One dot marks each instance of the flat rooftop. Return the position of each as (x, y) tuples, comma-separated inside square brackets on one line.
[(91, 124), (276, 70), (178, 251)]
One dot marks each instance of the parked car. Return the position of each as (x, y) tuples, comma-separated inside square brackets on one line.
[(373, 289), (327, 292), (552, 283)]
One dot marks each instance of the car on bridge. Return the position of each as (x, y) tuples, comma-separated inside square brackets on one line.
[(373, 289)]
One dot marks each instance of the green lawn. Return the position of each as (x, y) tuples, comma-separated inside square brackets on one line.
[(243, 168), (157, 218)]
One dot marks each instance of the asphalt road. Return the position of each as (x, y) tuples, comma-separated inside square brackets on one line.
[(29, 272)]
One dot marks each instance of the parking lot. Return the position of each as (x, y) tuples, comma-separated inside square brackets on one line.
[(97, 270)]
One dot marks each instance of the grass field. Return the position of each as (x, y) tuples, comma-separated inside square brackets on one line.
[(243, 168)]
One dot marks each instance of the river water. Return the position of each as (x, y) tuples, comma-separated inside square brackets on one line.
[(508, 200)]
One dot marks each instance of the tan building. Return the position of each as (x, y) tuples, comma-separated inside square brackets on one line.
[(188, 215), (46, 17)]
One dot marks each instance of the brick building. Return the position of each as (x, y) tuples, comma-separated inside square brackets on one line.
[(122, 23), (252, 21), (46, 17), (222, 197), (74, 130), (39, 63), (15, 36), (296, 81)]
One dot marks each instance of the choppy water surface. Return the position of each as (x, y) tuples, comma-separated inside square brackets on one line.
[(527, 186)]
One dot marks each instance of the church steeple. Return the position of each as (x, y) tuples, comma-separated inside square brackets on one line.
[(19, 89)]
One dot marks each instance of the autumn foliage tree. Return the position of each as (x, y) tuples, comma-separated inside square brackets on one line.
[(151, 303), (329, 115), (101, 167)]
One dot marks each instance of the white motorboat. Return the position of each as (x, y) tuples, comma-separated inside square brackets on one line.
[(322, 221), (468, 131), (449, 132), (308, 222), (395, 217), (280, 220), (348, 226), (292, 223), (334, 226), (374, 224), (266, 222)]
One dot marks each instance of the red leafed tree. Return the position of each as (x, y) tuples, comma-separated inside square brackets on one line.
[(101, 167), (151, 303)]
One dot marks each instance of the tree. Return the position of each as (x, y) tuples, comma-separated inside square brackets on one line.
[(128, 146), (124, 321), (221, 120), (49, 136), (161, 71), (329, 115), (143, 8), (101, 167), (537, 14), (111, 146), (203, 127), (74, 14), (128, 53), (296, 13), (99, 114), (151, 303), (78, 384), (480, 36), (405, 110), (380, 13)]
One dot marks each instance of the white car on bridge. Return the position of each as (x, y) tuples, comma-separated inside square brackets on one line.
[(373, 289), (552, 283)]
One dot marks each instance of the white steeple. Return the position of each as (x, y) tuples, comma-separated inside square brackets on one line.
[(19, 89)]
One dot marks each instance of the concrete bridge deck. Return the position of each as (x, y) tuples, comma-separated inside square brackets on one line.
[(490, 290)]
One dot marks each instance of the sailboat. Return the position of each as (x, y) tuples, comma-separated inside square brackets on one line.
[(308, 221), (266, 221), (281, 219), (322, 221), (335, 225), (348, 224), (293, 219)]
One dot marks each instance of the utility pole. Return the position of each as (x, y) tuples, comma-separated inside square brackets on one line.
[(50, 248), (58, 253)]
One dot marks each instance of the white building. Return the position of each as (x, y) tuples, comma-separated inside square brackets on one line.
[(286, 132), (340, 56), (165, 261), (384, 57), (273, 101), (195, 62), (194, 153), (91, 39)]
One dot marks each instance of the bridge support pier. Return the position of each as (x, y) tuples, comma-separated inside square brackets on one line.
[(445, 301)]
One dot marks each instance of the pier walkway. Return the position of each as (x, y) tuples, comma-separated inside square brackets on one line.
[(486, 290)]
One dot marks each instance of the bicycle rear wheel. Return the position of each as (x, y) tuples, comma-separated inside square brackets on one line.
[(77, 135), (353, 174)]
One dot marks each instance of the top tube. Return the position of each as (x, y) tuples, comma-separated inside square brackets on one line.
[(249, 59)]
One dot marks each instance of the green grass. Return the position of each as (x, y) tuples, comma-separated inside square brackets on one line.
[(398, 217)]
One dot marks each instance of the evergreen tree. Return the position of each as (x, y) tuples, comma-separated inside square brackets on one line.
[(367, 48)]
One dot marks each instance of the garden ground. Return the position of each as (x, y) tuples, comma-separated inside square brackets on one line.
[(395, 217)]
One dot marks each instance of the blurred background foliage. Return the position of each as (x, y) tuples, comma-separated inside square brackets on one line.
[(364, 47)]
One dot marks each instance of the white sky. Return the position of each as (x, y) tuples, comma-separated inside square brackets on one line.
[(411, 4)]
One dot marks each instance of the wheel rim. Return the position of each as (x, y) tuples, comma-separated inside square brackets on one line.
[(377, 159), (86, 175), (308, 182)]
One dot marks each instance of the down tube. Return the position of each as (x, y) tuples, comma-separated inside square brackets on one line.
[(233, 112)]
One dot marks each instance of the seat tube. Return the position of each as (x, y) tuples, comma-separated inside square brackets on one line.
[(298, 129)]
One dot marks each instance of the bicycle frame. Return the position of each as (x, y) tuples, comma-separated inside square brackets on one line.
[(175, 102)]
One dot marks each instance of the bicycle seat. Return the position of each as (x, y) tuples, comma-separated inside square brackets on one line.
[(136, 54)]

WORK ITEM: When you reach the end of the data, write every line out again verbatim.

ANSWER:
One dot marks each instance of the flat rooftop. Return the position of each as (x, y) tuples, comma-separated inside square brackets on one line.
[(91, 124), (276, 70), (178, 251)]
One dot marks each instance of the parked car. Return the position of each as (x, y) tuples, comma-separated inside square brackets on one line.
[(373, 289), (327, 292), (552, 283)]
One dot marks each instance of the car on bridge. Return the position of each as (x, y) tuples, comma-separated inside square brackets on one line.
[(373, 289)]
One dot marks each instance of the green lawn. Return the position of each as (x, y) tuples, comma-separated inside square brackets on one line.
[(243, 168), (157, 218)]
One dot marks each instance of the asphalt road. Return the position of each as (x, y) tuples, comma-separated inside square brackets on one line.
[(29, 272)]
One dot marks each instance of the parking lot. Return the position of each as (x, y) tuples, comma-separated inside square brackets on one line.
[(97, 270)]
One dot marks each instance of the grass field. Return the position of each as (x, y) tuples, comma-separated inside square brackets on one line.
[(243, 168)]
One dot marks each instance of the river water. Return the position of each as (x, y) tuples, comma-separated inside square brackets on one line.
[(508, 200)]
One dot marks each instance of the tan building. Return the position of each as (x, y) tuples, comma-separated inside square brackets on one line.
[(188, 215), (46, 17)]
One dot marks each instance of the brick building. Return the position of each as (x, y) tuples, comma-separated inside square brackets on one line.
[(122, 23), (252, 21), (46, 17), (222, 197), (74, 130), (39, 63), (15, 36), (296, 81)]
One dot marks each instance of the choppy water surface. Return the position of each as (x, y) tuples, comma-separated inside square brackets on one line.
[(527, 186)]
One dot marks each instance of the church steeple. Return the position of each as (x, y) tuples, comma-separated inside square brackets on one line.
[(19, 89)]
One dot marks each instance of the autumn foliage tree. Return the position of each as (x, y) tuples, comma-separated inside square brackets on one line.
[(151, 303), (329, 115), (101, 167)]
One dot marks each instance of the white motorboat. Return the position of each as (x, y) tuples, comma-separated inside square brackets on one line.
[(322, 221), (468, 131), (449, 132), (308, 222), (395, 217), (280, 220), (348, 226), (292, 223), (334, 226), (374, 224), (266, 222)]
One dot marks each instance of the red leafed tree. Return the position of each as (x, y) tuples, comma-separated inside square brackets on one line.
[(101, 167), (151, 303)]
One dot marks each instance of the tree. Return the position of each as (x, y) tuples, comma-separated inside square brackets on one line.
[(128, 146), (124, 321), (221, 120), (49, 136), (161, 71), (329, 115), (143, 8), (101, 167), (537, 14), (111, 146), (203, 127), (74, 14), (128, 53), (296, 13), (99, 114), (151, 303), (78, 384), (480, 36), (405, 110), (380, 13)]
One dot marks each instance of the white car on bridge. Return the position of each as (x, y) tuples, comma-separated inside square brackets on one line.
[(373, 289), (552, 283)]
One dot marks each instance of the white steeple. Return the position of each as (x, y) tuples, comma-separated inside square brackets on one line.
[(19, 89)]
One dot marks each instance of the concrete bridge deck. Return the position of each as (x, y) tuples, comma-separated inside square brackets on one line.
[(490, 290)]
One dot marks each instance of the sailboat. Return the position of each as (x, y) tuples, comma-separated inside square brackets on one line.
[(308, 221), (266, 221), (281, 219), (322, 221), (335, 225), (348, 224), (293, 219)]
One dot marks each instance of the utility pole. Return the position of each as (x, y) tuples, comma-separated inside square brackets on one line.
[(50, 248), (58, 253)]
One dot marks each instance of the white building. Return the position of each as (x, y) tuples, comma-separated inside square brackets on one line.
[(286, 132), (340, 56), (165, 261), (384, 57), (273, 101), (195, 62), (194, 153), (91, 39)]
One dot marks each instance of the bridge support pier. Return the position of each as (x, y) tuples, comma-separated inside square brackets on one line.
[(445, 301)]
One dot marks each instance of the pier walkway. Return the position of each as (x, y) tuples, comma-separated inside square brackets on one line.
[(486, 290)]
One dot marks each instance of the bicycle rear wheel. Return the position of each as (x, y) tuples, comma-separated inside square brackets on one line.
[(77, 135), (353, 174)]
One dot marks each instance of the top tube. Return the position of each as (x, y) tuples, comma-separated inside square brackets on one line.
[(249, 59)]
One dot marks each instance of the green grass. Return the position of each as (x, y) tuples, comma-separated inside square brackets on one line.
[(398, 217)]
One dot marks each instance of the evergreen tree. Return the position of each as (x, y) tuples, comma-separated inside square brackets on one line.
[(367, 48)]
One dot marks each instance of the garden ground. Return the position of each as (x, y) tuples, comma-separated inside square brackets on one line.
[(395, 217)]
One dot marks each instance of the blurred background foliage. Return the position of each as (x, y) tuples, comma-separated inside square brackets on one line.
[(364, 47)]
One dot marks each instance of the white sky. Return the position of each as (x, y) tuples, comma-separated inside square brackets on one line.
[(411, 4)]
One dot marks each instance of the wheel rim. Return the position of each as (x, y) tuples, comma-separated inside square brackets on one line.
[(377, 159), (86, 175), (308, 182)]
One dot marks each instance of the down tube. Return the position of each as (x, y) tuples, comma-separated inside square brackets on one line.
[(233, 112)]
One dot marks each instance of the seat tube. Return the position of each as (x, y) tuples, comma-separated inside square brackets on one line.
[(298, 129)]
One dot marks each instance of the bicycle frame. Return the position of each as (x, y) tuples, comma-separated inside square brackets on one line.
[(175, 102)]
One dot marks each instance of the bicycle seat. Return the position of each as (x, y) tuples, comma-separated inside square brackets on one line.
[(136, 54)]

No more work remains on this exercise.